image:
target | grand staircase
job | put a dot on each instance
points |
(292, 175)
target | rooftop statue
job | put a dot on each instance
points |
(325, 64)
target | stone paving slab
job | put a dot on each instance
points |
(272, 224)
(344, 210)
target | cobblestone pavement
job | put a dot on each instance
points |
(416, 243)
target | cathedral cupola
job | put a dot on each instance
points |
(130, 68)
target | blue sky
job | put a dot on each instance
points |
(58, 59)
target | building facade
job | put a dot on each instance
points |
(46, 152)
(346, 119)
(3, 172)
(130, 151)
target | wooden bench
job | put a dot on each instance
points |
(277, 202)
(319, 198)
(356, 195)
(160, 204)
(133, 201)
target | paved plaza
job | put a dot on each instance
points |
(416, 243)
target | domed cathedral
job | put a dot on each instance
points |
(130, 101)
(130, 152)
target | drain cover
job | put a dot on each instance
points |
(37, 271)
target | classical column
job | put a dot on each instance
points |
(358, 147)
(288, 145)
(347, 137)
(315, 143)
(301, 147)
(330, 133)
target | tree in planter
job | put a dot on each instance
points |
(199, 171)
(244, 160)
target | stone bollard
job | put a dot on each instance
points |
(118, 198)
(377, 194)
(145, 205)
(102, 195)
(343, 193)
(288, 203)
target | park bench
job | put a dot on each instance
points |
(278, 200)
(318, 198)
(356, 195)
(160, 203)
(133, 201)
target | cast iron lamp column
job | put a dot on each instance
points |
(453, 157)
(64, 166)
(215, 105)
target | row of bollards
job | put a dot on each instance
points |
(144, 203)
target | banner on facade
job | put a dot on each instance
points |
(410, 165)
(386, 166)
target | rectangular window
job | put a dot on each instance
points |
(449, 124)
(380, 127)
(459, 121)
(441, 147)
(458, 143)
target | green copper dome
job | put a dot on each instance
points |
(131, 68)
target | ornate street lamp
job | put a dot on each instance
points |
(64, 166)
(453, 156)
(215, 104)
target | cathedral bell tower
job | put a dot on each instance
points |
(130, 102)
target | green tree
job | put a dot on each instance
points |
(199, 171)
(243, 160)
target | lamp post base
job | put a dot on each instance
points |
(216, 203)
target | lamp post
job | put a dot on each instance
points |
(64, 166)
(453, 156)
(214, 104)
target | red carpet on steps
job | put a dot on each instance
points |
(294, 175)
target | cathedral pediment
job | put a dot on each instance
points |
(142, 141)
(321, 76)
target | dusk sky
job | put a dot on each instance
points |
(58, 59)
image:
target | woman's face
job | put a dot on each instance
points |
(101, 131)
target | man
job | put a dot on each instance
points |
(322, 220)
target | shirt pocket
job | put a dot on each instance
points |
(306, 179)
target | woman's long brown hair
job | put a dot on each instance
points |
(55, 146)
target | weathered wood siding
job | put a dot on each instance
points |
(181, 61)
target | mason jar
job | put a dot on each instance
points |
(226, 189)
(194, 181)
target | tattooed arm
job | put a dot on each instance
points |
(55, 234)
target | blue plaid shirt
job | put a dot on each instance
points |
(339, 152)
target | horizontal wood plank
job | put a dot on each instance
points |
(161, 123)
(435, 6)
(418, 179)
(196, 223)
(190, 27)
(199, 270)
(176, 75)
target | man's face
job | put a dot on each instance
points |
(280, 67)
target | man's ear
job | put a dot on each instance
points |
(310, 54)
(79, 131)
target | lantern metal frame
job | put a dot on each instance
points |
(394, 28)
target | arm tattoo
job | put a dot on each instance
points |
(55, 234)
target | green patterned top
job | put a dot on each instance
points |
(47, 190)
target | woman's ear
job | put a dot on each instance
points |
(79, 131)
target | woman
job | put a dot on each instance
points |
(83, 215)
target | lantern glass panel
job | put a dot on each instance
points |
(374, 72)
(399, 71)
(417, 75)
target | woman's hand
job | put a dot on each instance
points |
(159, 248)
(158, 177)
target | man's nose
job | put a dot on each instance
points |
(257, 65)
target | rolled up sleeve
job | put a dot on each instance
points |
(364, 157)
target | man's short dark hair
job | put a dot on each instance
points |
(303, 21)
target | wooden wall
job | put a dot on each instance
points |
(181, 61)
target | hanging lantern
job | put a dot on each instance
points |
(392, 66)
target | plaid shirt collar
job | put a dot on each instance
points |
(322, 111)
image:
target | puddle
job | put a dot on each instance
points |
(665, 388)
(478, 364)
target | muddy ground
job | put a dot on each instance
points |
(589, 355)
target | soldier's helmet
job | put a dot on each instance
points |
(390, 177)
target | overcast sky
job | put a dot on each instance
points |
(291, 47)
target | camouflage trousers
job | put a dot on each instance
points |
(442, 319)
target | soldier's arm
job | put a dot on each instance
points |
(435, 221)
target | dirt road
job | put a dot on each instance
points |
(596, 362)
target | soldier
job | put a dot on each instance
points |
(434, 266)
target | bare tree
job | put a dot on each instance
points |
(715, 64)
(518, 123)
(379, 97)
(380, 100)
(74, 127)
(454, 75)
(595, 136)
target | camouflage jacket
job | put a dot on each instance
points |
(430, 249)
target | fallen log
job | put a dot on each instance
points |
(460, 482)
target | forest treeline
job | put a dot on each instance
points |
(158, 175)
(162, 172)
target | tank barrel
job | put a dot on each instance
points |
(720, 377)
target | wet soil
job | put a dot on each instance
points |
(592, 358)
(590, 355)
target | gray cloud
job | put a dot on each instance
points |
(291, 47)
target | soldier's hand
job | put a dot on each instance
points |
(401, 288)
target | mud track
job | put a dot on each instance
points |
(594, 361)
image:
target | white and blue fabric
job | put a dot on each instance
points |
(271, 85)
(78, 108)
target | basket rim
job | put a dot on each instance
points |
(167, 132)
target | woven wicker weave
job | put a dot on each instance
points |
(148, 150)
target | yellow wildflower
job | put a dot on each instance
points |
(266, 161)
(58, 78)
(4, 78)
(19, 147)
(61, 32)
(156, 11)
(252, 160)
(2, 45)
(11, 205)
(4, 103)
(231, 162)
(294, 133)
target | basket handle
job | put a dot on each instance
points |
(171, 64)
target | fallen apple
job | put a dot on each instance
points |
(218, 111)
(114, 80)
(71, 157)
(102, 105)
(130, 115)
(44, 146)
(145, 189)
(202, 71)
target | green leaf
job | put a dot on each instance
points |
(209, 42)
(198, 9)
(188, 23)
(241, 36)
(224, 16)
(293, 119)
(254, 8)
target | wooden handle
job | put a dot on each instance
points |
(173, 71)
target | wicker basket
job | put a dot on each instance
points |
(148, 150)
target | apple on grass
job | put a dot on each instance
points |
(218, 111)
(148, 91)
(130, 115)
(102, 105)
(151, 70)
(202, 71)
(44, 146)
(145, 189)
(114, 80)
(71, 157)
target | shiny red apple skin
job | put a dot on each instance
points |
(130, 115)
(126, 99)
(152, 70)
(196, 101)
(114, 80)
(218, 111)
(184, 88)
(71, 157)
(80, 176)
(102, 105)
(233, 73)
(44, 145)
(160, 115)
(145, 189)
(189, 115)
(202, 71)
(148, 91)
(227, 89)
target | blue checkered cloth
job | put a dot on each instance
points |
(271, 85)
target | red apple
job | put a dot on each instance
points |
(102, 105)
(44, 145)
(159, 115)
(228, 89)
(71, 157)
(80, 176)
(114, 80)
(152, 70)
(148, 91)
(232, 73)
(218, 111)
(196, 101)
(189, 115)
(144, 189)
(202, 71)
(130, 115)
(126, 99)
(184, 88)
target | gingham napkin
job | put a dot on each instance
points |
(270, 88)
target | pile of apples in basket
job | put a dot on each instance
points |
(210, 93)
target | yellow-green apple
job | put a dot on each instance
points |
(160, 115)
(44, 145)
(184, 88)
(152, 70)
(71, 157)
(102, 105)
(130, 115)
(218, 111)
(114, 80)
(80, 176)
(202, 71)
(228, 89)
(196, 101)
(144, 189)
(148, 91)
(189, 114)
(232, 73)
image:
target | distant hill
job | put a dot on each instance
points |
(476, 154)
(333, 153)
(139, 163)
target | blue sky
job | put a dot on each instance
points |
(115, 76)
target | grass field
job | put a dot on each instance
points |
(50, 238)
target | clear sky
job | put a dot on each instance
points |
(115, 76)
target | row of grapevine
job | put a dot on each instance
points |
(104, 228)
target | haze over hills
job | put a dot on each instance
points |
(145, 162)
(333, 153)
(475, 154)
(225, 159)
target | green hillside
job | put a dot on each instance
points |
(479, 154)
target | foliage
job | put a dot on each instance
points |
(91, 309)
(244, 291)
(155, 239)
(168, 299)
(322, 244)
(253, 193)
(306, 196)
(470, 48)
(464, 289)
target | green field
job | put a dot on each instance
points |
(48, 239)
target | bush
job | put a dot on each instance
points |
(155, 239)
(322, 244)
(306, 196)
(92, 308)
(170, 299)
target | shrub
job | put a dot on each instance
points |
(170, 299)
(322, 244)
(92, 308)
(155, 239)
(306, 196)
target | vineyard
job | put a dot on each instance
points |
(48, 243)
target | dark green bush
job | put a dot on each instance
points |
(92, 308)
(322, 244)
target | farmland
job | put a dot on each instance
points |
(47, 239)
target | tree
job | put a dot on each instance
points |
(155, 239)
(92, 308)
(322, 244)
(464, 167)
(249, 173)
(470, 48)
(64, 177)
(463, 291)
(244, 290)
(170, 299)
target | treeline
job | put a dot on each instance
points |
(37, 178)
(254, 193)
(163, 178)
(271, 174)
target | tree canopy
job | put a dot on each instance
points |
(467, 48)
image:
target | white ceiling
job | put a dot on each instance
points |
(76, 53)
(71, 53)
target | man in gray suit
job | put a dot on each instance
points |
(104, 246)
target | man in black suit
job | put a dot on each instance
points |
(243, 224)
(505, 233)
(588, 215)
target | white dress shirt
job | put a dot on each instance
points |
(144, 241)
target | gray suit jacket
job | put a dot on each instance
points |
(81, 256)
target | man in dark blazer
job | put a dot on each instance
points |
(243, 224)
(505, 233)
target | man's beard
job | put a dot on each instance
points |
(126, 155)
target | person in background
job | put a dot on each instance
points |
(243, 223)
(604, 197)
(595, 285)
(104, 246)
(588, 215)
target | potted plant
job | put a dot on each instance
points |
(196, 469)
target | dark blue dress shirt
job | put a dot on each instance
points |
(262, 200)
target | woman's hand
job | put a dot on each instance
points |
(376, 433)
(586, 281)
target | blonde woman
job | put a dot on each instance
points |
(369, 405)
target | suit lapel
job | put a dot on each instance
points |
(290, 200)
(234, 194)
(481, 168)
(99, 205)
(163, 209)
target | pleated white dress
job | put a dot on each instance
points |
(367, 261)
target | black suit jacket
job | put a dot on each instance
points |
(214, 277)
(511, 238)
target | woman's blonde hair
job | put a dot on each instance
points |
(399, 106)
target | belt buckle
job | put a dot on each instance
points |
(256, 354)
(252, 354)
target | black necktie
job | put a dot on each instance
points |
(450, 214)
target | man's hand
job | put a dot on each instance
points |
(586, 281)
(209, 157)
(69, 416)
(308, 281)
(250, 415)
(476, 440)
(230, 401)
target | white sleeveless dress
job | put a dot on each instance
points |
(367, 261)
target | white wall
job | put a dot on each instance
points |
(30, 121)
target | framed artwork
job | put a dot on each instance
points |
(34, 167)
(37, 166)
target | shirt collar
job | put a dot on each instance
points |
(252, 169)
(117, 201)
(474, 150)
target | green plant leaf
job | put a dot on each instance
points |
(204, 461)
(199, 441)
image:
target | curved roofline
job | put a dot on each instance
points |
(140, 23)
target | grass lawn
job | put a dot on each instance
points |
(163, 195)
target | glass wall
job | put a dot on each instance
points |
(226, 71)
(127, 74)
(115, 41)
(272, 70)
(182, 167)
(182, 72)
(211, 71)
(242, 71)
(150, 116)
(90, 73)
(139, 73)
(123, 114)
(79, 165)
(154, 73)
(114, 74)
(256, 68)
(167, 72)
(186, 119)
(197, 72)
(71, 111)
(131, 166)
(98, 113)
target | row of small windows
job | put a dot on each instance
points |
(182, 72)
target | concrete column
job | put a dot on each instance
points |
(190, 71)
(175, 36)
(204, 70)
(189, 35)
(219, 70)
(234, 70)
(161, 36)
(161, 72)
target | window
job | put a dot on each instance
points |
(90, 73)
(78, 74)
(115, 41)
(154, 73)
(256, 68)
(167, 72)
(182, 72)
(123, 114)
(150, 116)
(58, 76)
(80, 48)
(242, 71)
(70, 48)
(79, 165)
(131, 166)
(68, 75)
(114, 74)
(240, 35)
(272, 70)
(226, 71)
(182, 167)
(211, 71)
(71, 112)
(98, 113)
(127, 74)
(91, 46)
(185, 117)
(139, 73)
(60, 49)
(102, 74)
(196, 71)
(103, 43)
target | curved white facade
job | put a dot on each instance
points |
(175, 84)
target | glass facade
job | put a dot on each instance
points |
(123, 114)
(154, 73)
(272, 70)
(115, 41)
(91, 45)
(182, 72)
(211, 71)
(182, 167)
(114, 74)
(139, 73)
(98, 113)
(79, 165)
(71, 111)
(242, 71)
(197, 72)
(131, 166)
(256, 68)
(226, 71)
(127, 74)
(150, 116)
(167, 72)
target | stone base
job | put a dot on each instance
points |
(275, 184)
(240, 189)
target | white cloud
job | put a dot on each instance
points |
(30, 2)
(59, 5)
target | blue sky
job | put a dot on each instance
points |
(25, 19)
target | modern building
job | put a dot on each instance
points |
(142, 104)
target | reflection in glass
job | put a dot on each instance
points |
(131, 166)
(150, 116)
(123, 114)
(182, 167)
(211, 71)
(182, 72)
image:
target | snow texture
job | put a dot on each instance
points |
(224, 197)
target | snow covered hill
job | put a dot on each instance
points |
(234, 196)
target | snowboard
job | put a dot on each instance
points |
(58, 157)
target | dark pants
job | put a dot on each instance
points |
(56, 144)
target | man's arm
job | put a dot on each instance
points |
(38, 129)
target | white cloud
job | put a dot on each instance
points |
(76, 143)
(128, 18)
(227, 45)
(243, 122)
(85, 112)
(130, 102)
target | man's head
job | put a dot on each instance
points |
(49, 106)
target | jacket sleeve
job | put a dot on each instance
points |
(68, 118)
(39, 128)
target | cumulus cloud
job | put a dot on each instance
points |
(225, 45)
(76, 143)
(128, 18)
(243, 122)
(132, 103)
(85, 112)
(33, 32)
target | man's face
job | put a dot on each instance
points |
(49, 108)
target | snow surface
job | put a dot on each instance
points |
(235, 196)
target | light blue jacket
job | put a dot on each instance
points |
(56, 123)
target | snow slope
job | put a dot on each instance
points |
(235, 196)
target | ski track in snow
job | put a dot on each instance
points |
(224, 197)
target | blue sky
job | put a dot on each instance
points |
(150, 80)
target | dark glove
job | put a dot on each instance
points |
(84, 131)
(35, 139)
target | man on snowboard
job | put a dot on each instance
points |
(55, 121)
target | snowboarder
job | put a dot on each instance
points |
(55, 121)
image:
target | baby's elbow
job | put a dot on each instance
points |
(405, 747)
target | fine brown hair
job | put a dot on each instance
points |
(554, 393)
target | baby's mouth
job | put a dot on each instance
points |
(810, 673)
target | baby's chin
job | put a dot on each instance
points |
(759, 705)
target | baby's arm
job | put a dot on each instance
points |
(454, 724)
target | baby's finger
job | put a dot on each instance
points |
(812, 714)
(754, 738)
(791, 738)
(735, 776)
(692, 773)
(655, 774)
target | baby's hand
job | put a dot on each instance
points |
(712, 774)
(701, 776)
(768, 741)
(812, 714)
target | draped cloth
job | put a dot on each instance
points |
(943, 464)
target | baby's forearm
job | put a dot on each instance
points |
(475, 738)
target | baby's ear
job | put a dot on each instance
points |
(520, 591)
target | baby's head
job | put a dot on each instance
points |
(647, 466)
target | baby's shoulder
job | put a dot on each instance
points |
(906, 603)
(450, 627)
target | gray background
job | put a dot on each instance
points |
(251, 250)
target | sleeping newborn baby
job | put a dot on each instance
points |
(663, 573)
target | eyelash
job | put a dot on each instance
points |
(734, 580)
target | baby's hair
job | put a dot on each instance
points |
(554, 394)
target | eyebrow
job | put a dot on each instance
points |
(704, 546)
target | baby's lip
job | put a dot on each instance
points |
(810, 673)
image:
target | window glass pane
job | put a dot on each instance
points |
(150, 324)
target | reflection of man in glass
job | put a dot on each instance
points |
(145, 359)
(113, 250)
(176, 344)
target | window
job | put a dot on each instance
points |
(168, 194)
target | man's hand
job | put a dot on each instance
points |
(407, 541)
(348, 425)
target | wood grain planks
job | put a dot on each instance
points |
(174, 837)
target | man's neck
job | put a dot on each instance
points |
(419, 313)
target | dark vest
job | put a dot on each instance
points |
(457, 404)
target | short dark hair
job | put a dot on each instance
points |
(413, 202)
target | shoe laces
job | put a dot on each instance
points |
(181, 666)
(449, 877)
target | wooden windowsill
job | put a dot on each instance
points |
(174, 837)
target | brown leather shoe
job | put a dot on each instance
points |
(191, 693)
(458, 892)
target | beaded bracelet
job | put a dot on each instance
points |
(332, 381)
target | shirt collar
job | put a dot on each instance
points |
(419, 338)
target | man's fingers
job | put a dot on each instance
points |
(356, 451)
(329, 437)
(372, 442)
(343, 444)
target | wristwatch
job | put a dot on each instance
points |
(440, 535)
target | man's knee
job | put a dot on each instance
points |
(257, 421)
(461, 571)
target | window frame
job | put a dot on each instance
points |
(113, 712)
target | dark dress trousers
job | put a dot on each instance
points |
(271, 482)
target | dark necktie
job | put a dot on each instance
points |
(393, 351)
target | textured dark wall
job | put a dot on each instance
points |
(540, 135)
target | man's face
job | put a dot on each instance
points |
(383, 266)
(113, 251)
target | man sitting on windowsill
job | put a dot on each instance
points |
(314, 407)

* * * * * * *

### [TO DO]
Repeat, exactly and only, the lines above from the one containing "target | man's fingers" through the end of the material.

### [TASK OUTPUT]
target | man's fingers
job | put a dot on each instance
points |
(356, 451)
(329, 437)
(372, 442)
(343, 444)
target | wristwatch
job | put a dot on each instance
points |
(440, 535)
target | man's knee
job | put a dot on each instance
points |
(257, 421)
(461, 571)
target | window frame
job | put a dot on each instance
points |
(113, 712)
target | dark dress trousers
job | put a dot on each instance
points |
(271, 482)
target | dark necktie
job | put a dot on each instance
points |
(393, 351)
target | textured dark wall
job | put a dot on each instance
points |
(540, 135)
target | man's face
job | put a dot on each instance
points |
(383, 266)
(113, 251)
target | man sitting on windowsill
job | put a dot on each instance
points |
(314, 407)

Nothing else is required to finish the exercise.